Exercise goal:
Repeat the data below word for word, from its beginning through the line containing "left=1076, top=74, right=1235, bottom=368", with both ends included. Leave out the pictures.

Exercise data:
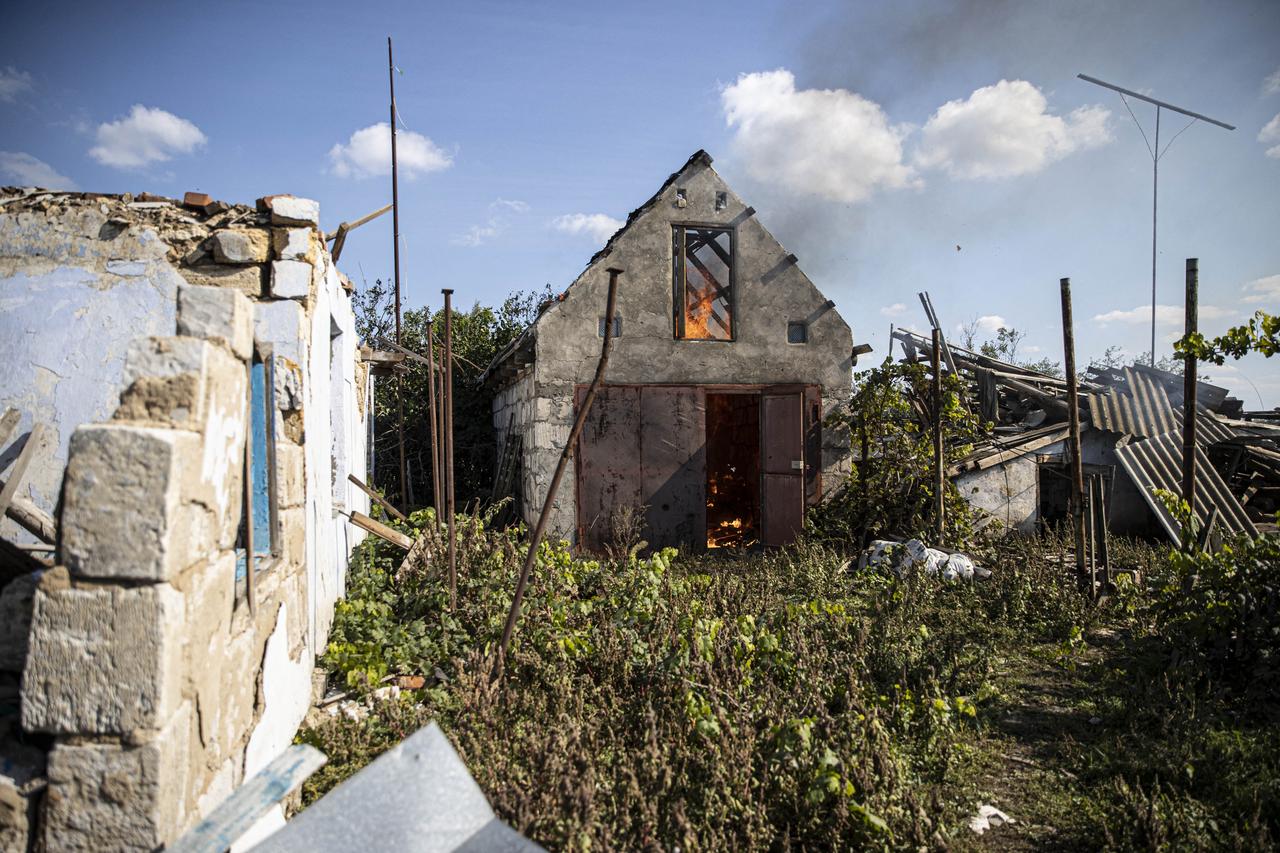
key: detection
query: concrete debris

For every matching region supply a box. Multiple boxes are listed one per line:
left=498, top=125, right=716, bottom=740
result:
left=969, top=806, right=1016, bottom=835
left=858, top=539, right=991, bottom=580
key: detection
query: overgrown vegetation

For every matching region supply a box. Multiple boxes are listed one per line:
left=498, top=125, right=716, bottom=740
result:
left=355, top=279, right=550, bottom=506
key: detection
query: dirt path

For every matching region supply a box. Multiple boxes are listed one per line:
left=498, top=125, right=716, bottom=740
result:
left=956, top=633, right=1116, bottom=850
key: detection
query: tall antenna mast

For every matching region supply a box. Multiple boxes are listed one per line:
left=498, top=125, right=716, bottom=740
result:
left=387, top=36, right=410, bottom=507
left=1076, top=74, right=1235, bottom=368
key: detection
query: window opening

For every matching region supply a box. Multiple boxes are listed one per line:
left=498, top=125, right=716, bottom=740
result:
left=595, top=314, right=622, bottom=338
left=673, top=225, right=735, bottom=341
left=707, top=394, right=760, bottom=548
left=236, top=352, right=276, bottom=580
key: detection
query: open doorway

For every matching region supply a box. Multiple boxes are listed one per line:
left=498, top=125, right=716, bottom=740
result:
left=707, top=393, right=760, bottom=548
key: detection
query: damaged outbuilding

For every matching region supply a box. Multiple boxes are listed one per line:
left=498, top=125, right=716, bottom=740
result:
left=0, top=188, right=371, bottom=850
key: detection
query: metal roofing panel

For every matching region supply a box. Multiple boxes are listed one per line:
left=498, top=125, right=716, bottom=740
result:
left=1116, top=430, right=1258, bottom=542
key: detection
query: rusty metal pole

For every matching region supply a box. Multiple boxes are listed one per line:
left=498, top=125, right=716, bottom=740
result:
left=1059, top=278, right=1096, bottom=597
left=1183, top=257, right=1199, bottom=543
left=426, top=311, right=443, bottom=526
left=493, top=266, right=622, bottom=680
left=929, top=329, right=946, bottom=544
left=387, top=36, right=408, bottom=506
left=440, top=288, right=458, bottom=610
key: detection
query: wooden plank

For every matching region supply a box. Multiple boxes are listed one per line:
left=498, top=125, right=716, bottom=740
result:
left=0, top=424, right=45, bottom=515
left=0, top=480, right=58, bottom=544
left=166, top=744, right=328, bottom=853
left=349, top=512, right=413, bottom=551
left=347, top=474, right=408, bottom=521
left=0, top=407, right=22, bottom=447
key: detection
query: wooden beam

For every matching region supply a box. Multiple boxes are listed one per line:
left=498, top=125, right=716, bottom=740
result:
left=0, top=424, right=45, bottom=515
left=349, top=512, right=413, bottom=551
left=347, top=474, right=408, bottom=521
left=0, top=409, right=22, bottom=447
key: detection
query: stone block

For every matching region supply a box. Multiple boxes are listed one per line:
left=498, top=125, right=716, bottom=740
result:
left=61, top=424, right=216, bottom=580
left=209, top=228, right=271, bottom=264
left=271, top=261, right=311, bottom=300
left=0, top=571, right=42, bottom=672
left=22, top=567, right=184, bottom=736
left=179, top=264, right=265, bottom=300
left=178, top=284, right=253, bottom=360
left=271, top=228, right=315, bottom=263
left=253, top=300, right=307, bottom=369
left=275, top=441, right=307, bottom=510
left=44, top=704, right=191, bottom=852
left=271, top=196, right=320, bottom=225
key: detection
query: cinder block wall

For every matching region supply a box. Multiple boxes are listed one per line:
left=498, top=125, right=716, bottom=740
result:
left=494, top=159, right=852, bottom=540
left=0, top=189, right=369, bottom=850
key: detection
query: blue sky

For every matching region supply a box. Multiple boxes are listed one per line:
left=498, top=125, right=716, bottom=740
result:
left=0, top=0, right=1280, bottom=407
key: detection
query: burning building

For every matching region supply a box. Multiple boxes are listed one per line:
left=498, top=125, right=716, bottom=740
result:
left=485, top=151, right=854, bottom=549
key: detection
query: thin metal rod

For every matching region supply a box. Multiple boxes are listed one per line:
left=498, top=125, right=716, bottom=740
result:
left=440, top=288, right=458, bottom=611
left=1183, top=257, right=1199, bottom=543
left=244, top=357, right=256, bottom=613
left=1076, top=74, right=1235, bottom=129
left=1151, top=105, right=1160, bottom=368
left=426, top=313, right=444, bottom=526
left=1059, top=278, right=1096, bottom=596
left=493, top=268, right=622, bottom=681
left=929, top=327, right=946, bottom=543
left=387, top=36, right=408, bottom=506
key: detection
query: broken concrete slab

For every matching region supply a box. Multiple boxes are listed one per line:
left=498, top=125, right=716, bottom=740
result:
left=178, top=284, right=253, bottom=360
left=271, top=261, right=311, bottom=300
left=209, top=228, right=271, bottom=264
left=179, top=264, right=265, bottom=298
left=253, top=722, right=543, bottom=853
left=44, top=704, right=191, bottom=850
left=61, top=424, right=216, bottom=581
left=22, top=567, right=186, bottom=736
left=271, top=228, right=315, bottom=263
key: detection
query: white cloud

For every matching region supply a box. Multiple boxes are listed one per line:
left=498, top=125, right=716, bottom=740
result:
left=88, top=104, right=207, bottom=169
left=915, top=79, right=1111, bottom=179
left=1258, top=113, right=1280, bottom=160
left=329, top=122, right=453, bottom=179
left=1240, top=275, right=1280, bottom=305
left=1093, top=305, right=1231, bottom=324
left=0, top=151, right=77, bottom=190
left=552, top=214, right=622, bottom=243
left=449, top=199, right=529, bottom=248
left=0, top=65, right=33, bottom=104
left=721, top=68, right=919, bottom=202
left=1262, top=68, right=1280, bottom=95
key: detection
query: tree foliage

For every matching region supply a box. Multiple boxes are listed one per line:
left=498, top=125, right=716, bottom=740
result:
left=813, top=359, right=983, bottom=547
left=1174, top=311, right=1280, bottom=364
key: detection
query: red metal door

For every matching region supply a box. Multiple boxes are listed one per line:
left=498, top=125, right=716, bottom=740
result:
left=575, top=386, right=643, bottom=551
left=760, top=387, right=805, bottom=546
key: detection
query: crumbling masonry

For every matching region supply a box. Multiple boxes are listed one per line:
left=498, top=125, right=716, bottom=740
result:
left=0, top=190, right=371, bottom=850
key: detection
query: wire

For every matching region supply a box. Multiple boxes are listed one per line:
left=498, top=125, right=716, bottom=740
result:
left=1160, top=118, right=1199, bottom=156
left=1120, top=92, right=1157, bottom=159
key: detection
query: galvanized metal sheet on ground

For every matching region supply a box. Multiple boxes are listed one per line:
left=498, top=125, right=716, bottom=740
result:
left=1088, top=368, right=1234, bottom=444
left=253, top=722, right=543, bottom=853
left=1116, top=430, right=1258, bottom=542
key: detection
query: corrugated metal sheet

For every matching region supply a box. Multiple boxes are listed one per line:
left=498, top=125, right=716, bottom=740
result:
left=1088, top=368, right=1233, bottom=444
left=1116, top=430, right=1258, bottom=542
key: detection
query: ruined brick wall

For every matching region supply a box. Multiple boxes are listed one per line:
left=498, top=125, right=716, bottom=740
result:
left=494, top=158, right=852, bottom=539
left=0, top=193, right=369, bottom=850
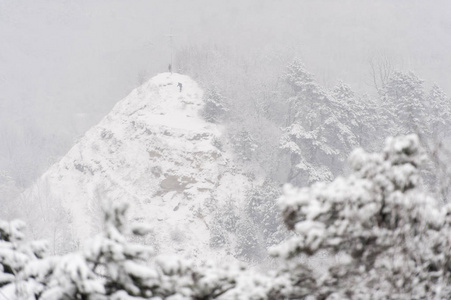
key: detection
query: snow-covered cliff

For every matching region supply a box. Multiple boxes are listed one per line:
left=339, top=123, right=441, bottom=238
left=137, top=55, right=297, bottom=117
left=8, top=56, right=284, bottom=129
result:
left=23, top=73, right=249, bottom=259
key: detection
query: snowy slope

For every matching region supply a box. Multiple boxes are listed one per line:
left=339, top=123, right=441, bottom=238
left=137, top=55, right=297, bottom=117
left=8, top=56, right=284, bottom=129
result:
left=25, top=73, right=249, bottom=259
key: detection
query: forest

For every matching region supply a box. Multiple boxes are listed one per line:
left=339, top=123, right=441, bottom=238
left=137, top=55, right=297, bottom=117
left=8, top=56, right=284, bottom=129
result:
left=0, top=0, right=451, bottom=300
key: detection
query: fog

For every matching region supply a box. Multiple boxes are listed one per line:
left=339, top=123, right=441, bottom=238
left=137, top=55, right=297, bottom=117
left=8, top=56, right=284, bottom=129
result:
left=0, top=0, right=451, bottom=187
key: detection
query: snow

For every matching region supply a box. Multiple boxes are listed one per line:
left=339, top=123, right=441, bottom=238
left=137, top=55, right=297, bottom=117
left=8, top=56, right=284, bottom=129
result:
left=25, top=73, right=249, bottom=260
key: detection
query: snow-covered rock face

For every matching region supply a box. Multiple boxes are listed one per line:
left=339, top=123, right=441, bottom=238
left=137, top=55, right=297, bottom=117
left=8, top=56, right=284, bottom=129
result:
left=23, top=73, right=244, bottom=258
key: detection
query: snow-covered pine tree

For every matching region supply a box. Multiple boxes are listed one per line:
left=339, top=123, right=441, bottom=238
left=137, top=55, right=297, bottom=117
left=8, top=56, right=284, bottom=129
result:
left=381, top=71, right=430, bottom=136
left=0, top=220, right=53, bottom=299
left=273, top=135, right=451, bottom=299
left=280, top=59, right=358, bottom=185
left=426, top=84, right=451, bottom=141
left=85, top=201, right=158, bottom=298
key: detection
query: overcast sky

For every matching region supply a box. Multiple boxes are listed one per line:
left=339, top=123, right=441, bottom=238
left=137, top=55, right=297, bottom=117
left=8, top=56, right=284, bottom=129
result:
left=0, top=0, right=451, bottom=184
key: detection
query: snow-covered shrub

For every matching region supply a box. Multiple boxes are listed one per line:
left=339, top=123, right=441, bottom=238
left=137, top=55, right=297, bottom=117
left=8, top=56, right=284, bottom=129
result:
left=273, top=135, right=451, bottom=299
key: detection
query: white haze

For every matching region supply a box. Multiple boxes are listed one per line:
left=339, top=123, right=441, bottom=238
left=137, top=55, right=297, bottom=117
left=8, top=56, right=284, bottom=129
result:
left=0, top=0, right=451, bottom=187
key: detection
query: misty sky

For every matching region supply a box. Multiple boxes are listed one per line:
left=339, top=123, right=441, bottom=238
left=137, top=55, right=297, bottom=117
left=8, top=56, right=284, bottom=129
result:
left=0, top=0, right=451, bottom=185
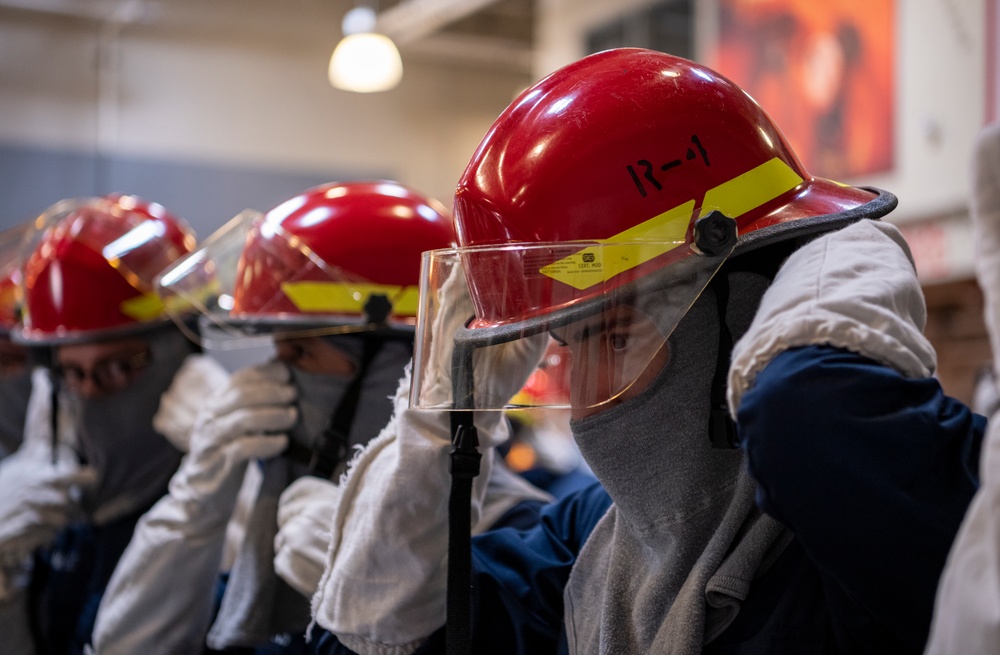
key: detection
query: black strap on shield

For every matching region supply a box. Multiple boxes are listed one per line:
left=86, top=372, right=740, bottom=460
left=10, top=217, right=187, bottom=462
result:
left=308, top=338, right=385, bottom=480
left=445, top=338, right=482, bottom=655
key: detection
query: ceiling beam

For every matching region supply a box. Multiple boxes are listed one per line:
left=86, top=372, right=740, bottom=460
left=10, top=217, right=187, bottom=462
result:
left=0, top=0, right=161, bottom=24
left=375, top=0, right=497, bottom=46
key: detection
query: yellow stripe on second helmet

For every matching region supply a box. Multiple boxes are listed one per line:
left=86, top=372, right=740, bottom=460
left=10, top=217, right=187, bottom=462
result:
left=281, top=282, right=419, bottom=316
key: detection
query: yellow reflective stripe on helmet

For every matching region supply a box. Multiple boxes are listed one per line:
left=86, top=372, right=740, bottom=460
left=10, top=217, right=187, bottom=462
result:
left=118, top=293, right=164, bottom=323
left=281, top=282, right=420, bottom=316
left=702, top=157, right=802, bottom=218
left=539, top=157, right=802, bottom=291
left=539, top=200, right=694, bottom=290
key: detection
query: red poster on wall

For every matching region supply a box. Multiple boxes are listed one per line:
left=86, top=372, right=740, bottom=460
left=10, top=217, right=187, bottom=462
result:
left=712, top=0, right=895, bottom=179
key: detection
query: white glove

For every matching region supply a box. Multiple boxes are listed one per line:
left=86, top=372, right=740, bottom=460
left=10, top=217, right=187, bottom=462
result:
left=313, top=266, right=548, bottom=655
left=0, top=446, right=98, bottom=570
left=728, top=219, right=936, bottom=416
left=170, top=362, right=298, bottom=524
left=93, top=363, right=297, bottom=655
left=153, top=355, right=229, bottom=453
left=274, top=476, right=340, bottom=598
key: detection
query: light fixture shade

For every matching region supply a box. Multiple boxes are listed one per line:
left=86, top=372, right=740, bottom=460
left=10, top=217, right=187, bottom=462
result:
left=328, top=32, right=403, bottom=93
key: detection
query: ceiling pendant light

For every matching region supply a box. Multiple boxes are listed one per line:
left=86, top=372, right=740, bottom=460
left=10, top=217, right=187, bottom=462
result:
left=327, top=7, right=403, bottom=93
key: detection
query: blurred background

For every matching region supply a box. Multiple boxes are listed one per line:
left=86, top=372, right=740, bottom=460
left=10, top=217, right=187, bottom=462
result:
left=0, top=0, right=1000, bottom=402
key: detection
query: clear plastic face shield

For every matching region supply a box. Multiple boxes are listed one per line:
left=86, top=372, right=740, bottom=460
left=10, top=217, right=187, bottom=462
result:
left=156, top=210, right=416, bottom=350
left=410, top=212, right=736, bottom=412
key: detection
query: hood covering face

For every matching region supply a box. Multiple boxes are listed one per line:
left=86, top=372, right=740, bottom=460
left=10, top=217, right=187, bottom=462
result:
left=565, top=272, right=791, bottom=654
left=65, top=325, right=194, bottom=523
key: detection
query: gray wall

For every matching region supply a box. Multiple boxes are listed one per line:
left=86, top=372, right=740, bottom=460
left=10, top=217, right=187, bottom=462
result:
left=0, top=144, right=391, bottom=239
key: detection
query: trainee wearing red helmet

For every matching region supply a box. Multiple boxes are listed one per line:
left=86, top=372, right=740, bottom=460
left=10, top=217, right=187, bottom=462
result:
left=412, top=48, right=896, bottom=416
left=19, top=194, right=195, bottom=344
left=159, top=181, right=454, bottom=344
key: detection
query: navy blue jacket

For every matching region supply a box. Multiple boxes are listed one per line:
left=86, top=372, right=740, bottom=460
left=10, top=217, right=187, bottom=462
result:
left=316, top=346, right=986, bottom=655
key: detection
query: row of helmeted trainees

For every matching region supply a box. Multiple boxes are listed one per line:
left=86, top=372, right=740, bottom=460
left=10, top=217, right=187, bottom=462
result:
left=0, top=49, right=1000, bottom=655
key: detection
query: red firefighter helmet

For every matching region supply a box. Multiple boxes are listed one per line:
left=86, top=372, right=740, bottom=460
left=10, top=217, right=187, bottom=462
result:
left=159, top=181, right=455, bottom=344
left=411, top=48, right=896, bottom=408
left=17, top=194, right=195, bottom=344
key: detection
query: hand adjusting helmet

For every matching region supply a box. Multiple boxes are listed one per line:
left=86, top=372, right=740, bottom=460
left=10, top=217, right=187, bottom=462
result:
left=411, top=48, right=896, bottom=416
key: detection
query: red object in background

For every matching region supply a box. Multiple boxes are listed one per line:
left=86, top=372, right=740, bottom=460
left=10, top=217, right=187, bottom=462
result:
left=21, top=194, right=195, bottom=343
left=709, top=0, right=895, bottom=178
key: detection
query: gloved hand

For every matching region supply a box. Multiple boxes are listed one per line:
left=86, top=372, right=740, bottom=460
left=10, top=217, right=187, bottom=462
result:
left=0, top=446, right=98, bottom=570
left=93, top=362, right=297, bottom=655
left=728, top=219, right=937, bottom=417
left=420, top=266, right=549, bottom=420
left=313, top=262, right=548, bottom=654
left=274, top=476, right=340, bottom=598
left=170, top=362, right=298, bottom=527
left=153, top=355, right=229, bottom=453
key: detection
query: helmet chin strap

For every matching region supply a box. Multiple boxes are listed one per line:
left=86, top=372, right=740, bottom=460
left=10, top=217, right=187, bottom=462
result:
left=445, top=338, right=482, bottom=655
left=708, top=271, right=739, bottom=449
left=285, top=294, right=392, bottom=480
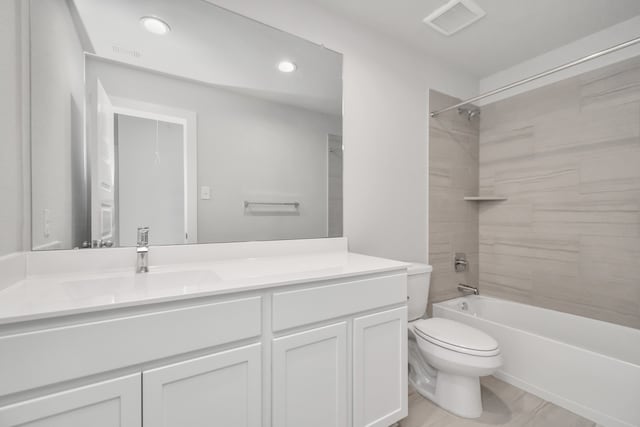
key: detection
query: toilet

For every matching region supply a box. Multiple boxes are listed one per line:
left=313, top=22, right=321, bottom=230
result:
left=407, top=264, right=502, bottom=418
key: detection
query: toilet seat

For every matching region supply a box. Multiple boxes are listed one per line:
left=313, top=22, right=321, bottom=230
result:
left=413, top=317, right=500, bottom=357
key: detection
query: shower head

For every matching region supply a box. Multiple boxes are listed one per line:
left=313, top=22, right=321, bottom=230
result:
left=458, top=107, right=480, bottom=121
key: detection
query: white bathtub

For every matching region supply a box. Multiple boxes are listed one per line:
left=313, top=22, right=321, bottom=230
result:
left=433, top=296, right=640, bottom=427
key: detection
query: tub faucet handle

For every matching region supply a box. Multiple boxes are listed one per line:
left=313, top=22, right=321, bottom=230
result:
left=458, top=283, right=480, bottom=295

Output below:
key: detection
query: concrete debris

For every matching region supply a box. Multiple boxes are listed one per line:
left=498, top=125, right=716, bottom=740
result:
left=969, top=806, right=1016, bottom=835
left=858, top=539, right=991, bottom=580
key: detection
query: overgrown vegetation

For every matching region supply a box. Multiple boxes are listed one per line:
left=498, top=125, right=716, bottom=740
result:
left=355, top=279, right=550, bottom=506
key: detection
query: dirt path

For every matching region supply a box. Multiple boxes are listed one per line:
left=498, top=125, right=716, bottom=740
result:
left=956, top=633, right=1116, bottom=850
key: detection
query: tall antenna mast

For every matching region supply a box. Multiple boxes are listed one per line:
left=498, top=125, right=716, bottom=740
result:
left=387, top=36, right=410, bottom=507
left=1076, top=74, right=1235, bottom=368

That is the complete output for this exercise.